* _Task brief_
Nothing before the line containing "Find bright sky." should appear; please restate that line and every later line word for word through the end of the listing.

******

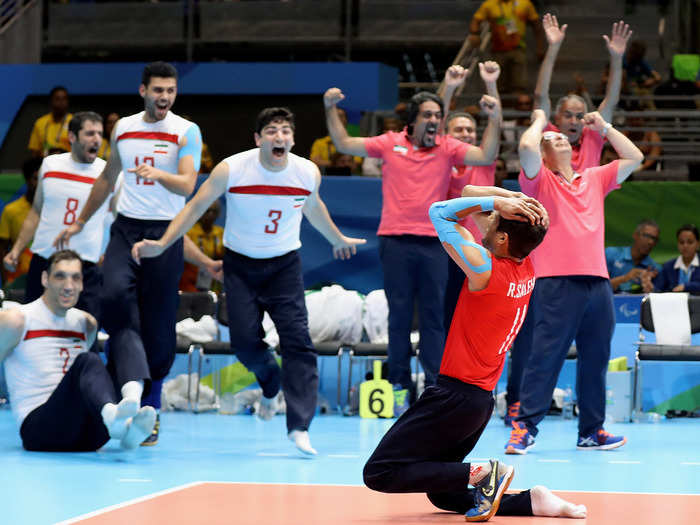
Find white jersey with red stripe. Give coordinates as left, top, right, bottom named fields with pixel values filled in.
left=4, top=299, right=89, bottom=427
left=115, top=111, right=195, bottom=220
left=223, top=149, right=317, bottom=259
left=31, top=153, right=109, bottom=263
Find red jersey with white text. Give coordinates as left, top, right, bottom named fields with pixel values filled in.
left=440, top=255, right=535, bottom=391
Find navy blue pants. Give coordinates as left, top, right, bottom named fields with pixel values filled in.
left=516, top=276, right=614, bottom=437
left=379, top=235, right=447, bottom=388
left=223, top=248, right=318, bottom=433
left=363, top=375, right=532, bottom=516
left=20, top=352, right=117, bottom=452
left=100, top=215, right=183, bottom=400
left=444, top=257, right=465, bottom=334
left=26, top=253, right=103, bottom=323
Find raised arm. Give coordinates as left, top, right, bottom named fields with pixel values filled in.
left=583, top=112, right=643, bottom=182
left=131, top=160, right=229, bottom=263
left=302, top=167, right=366, bottom=260
left=479, top=61, right=501, bottom=101
left=323, top=89, right=368, bottom=157
left=534, top=13, right=567, bottom=119
left=440, top=65, right=470, bottom=128
left=128, top=123, right=201, bottom=197
left=598, top=21, right=632, bottom=122
left=463, top=94, right=501, bottom=165
left=519, top=109, right=548, bottom=178
left=54, top=125, right=123, bottom=250
left=3, top=177, right=44, bottom=272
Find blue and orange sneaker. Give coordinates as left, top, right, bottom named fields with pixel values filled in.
left=465, top=459, right=515, bottom=522
left=577, top=429, right=627, bottom=450
left=505, top=421, right=535, bottom=455
left=504, top=401, right=520, bottom=426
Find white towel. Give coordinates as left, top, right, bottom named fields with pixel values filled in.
left=649, top=293, right=692, bottom=345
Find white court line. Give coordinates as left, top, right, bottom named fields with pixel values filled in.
left=256, top=452, right=291, bottom=457
left=536, top=459, right=571, bottom=463
left=328, top=454, right=360, bottom=458
left=54, top=481, right=204, bottom=524
left=681, top=462, right=700, bottom=466
left=118, top=478, right=152, bottom=483
left=608, top=460, right=641, bottom=464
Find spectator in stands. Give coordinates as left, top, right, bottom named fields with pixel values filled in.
left=97, top=112, right=119, bottom=161
left=362, top=117, right=402, bottom=177
left=0, top=158, right=41, bottom=287
left=468, top=0, right=544, bottom=94
left=323, top=69, right=501, bottom=397
left=179, top=200, right=223, bottom=293
left=310, top=108, right=361, bottom=172
left=28, top=87, right=72, bottom=158
left=494, top=157, right=508, bottom=187
left=606, top=219, right=661, bottom=293
left=624, top=40, right=662, bottom=91
left=651, top=224, right=700, bottom=294
left=622, top=103, right=662, bottom=172
left=326, top=152, right=355, bottom=176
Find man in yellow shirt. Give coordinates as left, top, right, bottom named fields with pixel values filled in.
left=0, top=158, right=41, bottom=286
left=28, top=86, right=73, bottom=158
left=310, top=108, right=362, bottom=173
left=469, top=0, right=544, bottom=94
left=179, top=200, right=224, bottom=292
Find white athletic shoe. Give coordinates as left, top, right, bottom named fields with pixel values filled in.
left=120, top=406, right=157, bottom=450
left=288, top=430, right=317, bottom=456
left=257, top=394, right=279, bottom=421
left=102, top=398, right=139, bottom=440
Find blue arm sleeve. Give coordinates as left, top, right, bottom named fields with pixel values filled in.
left=178, top=123, right=202, bottom=172
left=428, top=197, right=493, bottom=274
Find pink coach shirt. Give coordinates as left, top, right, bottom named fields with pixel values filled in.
left=447, top=163, right=496, bottom=243
left=518, top=160, right=620, bottom=279
left=545, top=122, right=605, bottom=172
left=364, top=130, right=471, bottom=236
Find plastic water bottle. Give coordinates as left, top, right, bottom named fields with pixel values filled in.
left=562, top=386, right=574, bottom=420
left=647, top=412, right=661, bottom=423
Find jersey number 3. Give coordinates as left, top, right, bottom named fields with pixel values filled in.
left=265, top=210, right=282, bottom=234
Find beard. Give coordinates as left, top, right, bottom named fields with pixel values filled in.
left=420, top=123, right=438, bottom=147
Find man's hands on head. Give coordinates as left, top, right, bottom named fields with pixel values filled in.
left=324, top=88, right=345, bottom=109
left=494, top=194, right=549, bottom=227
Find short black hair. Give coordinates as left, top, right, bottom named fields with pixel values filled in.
left=677, top=223, right=699, bottom=241
left=255, top=107, right=295, bottom=134
left=68, top=111, right=103, bottom=136
left=46, top=250, right=82, bottom=275
left=635, top=219, right=659, bottom=234
left=497, top=217, right=548, bottom=259
left=406, top=91, right=444, bottom=134
left=22, top=157, right=43, bottom=181
left=445, top=111, right=476, bottom=131
left=49, top=86, right=68, bottom=99
left=142, top=61, right=178, bottom=87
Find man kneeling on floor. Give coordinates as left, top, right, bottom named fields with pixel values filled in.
left=363, top=186, right=585, bottom=521
left=0, top=249, right=155, bottom=451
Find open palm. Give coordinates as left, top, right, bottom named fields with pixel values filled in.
left=543, top=13, right=567, bottom=46
left=603, top=20, right=632, bottom=57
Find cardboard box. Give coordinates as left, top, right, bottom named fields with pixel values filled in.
left=606, top=370, right=633, bottom=422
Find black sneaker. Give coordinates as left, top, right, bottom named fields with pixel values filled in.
left=465, top=459, right=514, bottom=522
left=140, top=413, right=159, bottom=446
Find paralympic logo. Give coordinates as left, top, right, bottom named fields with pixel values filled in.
left=619, top=303, right=639, bottom=317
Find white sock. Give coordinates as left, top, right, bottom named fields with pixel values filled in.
left=257, top=394, right=279, bottom=421
left=288, top=430, right=317, bottom=456
left=531, top=485, right=587, bottom=519
left=120, top=406, right=156, bottom=450
left=468, top=463, right=491, bottom=486
left=121, top=380, right=144, bottom=403
left=101, top=398, right=139, bottom=440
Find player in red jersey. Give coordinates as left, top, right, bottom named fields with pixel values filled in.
left=363, top=187, right=585, bottom=521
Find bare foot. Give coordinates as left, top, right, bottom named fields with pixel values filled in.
left=531, top=485, right=587, bottom=518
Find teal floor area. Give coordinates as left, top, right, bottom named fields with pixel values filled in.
left=1, top=408, right=699, bottom=525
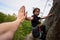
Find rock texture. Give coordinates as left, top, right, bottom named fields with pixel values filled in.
left=44, top=0, right=60, bottom=40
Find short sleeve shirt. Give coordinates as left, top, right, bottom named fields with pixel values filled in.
left=31, top=15, right=41, bottom=27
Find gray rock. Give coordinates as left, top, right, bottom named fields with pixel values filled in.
left=44, top=0, right=60, bottom=40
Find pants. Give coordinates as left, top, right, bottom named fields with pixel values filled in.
left=32, top=25, right=46, bottom=40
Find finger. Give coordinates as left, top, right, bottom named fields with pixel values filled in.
left=18, top=6, right=25, bottom=13
left=18, top=6, right=25, bottom=17
left=20, top=6, right=25, bottom=13
left=24, top=12, right=27, bottom=18
left=22, top=6, right=25, bottom=13
left=25, top=12, right=27, bottom=16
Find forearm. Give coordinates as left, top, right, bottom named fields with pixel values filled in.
left=0, top=19, right=22, bottom=34
left=42, top=14, right=54, bottom=19
left=26, top=17, right=32, bottom=21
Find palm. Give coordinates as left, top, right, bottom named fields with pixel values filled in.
left=17, top=6, right=26, bottom=22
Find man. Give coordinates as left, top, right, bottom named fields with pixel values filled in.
left=0, top=6, right=26, bottom=40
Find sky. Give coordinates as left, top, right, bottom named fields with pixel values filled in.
left=0, top=0, right=53, bottom=17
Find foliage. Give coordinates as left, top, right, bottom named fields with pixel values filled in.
left=0, top=12, right=7, bottom=23
left=0, top=12, right=32, bottom=40
left=13, top=20, right=32, bottom=40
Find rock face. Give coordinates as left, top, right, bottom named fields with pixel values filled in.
left=44, top=0, right=60, bottom=40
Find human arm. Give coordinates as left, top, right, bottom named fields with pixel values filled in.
left=0, top=6, right=26, bottom=34
left=41, top=13, right=55, bottom=19
left=25, top=12, right=33, bottom=21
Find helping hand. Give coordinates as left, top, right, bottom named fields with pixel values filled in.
left=17, top=6, right=26, bottom=22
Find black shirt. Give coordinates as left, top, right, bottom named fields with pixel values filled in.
left=31, top=15, right=41, bottom=27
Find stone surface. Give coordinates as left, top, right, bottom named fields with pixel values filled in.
left=44, top=0, right=60, bottom=40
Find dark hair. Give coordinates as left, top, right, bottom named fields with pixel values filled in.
left=33, top=8, right=40, bottom=14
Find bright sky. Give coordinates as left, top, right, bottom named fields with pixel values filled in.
left=0, top=0, right=53, bottom=17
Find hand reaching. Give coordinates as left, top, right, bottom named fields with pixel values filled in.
left=17, top=6, right=26, bottom=22
left=48, top=13, right=55, bottom=17
left=25, top=12, right=27, bottom=19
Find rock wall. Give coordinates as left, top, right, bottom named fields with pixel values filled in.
left=44, top=0, right=60, bottom=40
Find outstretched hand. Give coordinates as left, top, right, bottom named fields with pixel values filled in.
left=42, top=13, right=55, bottom=19
left=25, top=12, right=28, bottom=19
left=17, top=6, right=26, bottom=22
left=48, top=13, right=55, bottom=17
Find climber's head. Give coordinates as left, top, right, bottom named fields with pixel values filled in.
left=33, top=8, right=40, bottom=16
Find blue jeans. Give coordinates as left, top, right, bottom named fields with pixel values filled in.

******

* _Response to this exercise_
Find bright sky. Give coordinates as left, top, right, bottom named fields with pixel values filled in.
left=0, top=0, right=53, bottom=17
Find hand reaching. Give coordinates as left, top, right, bottom named fields with pixel values filled in.
left=17, top=6, right=26, bottom=22
left=48, top=13, right=55, bottom=17
left=25, top=12, right=27, bottom=19
Find rock wall. Give coordinates as left, top, right, bottom named fields with pixel values filled in.
left=44, top=0, right=60, bottom=40
Find outstretched hand. Give coordinates as left, top, right, bottom named fields with pixel values filled in.
left=42, top=13, right=55, bottom=19
left=25, top=12, right=28, bottom=19
left=17, top=6, right=26, bottom=22
left=48, top=13, right=55, bottom=17
Find climber's head. Give coordinates as left, top, right, bottom named fields with pixel values filled in.
left=33, top=8, right=40, bottom=16
Find blue jeans. Give coordinates as left, top, right, bottom named fields with pixel values filled in.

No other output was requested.